** Opening Exercise inputs block **

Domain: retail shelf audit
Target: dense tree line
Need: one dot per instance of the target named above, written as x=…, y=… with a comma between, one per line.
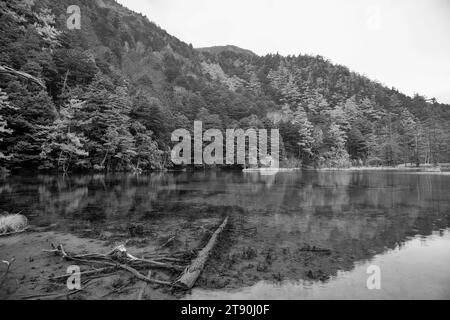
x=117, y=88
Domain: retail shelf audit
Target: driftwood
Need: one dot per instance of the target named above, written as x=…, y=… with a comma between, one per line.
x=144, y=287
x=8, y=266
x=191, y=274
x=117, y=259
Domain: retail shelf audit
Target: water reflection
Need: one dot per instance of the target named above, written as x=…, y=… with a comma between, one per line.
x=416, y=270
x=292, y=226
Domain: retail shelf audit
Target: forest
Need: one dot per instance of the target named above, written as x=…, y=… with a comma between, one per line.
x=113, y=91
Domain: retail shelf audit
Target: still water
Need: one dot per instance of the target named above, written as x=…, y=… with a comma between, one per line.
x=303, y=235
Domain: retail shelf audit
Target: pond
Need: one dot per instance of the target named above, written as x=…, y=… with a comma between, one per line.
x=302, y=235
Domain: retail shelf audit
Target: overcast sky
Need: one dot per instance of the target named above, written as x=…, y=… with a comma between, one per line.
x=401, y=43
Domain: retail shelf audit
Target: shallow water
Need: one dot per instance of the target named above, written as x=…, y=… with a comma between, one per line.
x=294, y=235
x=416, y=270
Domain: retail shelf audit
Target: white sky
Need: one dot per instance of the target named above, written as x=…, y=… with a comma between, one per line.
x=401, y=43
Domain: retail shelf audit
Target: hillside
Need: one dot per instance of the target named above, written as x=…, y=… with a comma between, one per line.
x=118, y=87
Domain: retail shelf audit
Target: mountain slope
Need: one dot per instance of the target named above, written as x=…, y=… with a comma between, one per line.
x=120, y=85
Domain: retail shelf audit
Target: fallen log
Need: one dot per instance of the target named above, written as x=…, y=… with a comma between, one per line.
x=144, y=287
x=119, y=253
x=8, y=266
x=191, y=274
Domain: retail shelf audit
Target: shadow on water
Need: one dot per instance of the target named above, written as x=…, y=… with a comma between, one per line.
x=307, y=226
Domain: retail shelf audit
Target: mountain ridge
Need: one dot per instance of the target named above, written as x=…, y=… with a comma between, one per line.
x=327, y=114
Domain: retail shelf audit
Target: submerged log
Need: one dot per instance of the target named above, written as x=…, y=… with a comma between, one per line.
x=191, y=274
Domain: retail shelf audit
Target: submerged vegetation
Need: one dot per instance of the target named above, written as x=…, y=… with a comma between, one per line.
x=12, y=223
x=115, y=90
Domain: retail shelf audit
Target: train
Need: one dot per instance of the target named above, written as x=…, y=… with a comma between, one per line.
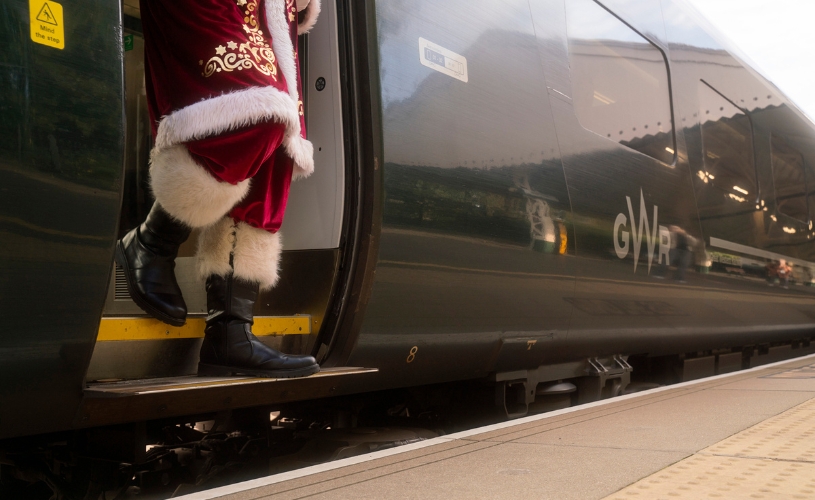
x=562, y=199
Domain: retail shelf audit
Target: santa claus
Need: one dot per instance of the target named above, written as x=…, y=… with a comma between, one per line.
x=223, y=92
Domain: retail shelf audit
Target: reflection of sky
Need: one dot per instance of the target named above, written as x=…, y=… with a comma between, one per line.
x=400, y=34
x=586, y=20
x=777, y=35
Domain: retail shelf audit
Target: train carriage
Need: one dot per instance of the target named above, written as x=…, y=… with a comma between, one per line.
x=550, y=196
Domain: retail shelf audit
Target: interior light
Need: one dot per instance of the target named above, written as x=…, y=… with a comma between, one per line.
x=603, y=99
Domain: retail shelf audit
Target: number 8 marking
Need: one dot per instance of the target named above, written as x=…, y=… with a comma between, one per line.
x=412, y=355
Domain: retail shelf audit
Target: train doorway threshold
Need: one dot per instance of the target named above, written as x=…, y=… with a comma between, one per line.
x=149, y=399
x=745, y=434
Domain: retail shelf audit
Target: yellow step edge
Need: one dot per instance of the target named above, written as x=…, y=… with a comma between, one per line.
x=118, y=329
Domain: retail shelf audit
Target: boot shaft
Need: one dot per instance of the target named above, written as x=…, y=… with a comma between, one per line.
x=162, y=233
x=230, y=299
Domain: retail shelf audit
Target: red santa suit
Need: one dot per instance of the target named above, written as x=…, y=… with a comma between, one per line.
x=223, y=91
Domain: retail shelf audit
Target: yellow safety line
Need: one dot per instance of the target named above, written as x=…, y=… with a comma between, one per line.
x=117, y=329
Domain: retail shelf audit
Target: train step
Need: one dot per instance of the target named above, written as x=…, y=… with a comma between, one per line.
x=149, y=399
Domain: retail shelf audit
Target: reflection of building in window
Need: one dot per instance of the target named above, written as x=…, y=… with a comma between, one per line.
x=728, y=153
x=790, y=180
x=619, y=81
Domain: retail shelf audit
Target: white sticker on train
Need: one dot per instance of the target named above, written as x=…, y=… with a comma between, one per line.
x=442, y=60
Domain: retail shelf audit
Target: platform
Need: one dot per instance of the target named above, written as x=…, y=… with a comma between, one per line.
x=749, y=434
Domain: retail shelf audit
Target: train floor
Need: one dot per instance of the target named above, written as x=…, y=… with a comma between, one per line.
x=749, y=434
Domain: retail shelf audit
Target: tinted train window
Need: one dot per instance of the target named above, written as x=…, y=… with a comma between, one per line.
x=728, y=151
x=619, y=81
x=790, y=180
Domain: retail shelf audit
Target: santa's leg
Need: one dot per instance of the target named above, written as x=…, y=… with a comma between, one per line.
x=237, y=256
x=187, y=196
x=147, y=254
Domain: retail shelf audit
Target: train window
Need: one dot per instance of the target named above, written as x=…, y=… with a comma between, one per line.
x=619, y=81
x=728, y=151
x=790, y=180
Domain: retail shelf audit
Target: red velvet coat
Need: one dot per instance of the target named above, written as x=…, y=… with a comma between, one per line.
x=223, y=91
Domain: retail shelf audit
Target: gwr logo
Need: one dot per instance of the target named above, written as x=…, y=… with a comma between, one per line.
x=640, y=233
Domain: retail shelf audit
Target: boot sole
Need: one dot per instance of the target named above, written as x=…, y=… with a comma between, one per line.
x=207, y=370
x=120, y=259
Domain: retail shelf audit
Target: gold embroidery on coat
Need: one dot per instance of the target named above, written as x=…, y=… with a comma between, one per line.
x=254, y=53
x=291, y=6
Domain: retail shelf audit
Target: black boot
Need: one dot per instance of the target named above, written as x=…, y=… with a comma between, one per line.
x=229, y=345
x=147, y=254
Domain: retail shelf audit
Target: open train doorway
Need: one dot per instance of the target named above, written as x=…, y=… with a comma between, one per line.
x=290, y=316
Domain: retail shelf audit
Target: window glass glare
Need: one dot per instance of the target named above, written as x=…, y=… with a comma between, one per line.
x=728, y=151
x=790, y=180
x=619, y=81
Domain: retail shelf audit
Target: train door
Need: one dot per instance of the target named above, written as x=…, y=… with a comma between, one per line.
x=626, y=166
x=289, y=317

** Closing Exercise inputs block **

Problem: Wherever the string "white" shows up in a line above, tally that line, and answer with the final number alone.

Task solution: 2